Data items:
* BEGIN *
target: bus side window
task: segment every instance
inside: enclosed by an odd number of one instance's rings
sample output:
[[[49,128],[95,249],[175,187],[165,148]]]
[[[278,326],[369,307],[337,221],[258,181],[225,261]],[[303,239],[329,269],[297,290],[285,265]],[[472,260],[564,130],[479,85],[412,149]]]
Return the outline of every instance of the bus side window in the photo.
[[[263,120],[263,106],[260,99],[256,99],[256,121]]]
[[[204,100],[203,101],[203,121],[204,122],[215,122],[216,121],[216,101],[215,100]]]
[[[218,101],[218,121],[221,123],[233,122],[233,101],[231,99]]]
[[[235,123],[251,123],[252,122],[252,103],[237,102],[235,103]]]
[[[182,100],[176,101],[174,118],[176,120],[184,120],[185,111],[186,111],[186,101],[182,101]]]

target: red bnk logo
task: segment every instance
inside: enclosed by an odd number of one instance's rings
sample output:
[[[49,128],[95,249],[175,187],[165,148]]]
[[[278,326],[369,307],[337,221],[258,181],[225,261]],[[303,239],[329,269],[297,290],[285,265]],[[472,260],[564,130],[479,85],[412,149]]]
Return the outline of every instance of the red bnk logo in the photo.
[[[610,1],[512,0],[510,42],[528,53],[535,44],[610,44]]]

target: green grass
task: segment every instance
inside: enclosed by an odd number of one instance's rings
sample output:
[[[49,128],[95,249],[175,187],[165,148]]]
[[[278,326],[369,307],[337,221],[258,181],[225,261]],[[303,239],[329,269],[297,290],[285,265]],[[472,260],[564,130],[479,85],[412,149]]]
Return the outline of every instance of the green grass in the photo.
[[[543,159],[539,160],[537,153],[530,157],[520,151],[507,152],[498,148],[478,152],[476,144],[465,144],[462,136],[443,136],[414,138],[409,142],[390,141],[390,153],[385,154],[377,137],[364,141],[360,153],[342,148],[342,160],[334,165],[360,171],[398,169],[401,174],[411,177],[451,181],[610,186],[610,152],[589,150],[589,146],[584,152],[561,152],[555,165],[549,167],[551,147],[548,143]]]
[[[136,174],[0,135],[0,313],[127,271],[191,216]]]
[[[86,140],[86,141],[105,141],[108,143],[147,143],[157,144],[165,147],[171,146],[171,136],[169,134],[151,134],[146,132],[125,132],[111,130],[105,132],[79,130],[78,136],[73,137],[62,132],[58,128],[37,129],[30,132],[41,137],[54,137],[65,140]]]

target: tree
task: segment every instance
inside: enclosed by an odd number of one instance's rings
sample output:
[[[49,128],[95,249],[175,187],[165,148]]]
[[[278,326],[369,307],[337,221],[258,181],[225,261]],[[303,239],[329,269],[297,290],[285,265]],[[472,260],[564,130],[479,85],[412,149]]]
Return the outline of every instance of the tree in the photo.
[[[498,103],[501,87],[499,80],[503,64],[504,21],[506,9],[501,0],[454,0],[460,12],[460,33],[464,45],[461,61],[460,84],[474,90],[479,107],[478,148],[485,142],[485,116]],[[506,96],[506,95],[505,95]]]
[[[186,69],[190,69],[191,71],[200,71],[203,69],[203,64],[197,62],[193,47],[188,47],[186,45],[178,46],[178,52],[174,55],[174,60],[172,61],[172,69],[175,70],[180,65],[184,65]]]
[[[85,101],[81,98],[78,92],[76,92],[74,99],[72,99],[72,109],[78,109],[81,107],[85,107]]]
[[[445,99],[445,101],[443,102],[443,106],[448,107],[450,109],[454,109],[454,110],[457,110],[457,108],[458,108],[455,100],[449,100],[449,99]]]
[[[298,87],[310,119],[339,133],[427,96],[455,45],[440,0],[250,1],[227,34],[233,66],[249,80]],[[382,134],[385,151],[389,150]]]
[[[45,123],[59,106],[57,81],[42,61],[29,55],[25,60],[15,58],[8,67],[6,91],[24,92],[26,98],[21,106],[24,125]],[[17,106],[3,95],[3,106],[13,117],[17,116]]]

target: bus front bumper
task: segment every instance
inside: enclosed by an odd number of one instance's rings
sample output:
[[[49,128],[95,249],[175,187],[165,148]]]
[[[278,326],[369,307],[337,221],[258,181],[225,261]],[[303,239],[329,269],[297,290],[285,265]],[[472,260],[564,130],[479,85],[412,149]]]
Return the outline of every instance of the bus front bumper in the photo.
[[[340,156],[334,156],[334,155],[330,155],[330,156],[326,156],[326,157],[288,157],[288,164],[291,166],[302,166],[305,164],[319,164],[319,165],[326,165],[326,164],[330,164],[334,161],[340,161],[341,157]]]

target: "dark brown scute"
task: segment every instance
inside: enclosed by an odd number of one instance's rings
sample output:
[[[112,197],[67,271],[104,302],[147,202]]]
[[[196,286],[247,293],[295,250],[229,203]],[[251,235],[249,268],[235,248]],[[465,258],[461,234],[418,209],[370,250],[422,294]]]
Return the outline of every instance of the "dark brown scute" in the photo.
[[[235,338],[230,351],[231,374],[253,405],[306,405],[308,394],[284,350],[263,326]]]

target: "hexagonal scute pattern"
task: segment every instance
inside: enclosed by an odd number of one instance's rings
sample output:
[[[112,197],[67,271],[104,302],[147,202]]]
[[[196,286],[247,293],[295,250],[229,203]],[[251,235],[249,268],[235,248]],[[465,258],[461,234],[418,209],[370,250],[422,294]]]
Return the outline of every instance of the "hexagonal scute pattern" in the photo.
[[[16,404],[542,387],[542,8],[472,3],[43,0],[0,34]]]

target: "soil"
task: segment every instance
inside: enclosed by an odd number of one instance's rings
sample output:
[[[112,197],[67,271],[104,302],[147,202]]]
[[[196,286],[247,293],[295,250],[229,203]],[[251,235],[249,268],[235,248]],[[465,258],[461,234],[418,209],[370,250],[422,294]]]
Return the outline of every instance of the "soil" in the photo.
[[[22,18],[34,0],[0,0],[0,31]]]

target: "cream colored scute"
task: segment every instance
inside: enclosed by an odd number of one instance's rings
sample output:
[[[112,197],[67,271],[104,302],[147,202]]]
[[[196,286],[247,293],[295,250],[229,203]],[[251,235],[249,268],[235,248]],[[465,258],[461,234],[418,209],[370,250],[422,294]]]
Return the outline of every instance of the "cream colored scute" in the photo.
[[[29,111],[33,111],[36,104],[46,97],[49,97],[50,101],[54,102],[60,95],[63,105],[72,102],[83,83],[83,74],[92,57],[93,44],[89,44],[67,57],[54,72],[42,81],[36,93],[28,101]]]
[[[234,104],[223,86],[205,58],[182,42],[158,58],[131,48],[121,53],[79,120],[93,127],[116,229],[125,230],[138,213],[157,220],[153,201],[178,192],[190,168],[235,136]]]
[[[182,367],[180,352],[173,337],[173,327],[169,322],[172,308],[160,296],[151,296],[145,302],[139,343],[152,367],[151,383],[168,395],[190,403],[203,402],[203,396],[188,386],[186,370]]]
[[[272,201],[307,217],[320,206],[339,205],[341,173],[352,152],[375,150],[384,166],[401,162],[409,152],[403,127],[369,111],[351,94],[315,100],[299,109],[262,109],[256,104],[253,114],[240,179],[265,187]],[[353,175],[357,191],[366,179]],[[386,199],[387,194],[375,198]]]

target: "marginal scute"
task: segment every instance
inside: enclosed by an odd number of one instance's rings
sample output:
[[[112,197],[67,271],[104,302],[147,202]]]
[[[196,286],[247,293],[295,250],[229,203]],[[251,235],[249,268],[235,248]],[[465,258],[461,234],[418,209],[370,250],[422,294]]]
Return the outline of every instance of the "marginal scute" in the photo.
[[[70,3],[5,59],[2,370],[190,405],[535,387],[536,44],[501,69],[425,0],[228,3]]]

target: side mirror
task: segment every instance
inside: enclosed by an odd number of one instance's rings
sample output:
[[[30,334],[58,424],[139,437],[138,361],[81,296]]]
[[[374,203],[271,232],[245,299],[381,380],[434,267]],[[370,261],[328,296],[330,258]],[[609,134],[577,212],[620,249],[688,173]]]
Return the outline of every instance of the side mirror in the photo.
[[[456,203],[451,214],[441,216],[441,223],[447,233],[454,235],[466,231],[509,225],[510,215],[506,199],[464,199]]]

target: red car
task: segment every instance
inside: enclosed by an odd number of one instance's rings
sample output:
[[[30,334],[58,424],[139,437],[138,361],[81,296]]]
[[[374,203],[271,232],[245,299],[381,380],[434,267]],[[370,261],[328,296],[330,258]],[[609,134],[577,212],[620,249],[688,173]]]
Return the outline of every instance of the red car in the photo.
* END *
Please copy the lines starting at the one containing "target: bus front bumper" and ending at the one containing "Return the outline of every instance of the bus front", switching "bumper" to "grille" and leaving everything else unchanged.

*Written solution*:
target: bus front grille
task: segment every instance
inside: enclosed by an odd number of one instance's rings
sample output:
[[[49,128],[95,249],[175,187],[165,148]]]
[[[278,326],[369,307],[337,221],[258,181],[225,261]],[[303,239],[329,269],[297,290],[285,265]],[[472,260],[564,130],[479,85],[412,149]]]
Return the outline of every instance of the bus front grille in the photo.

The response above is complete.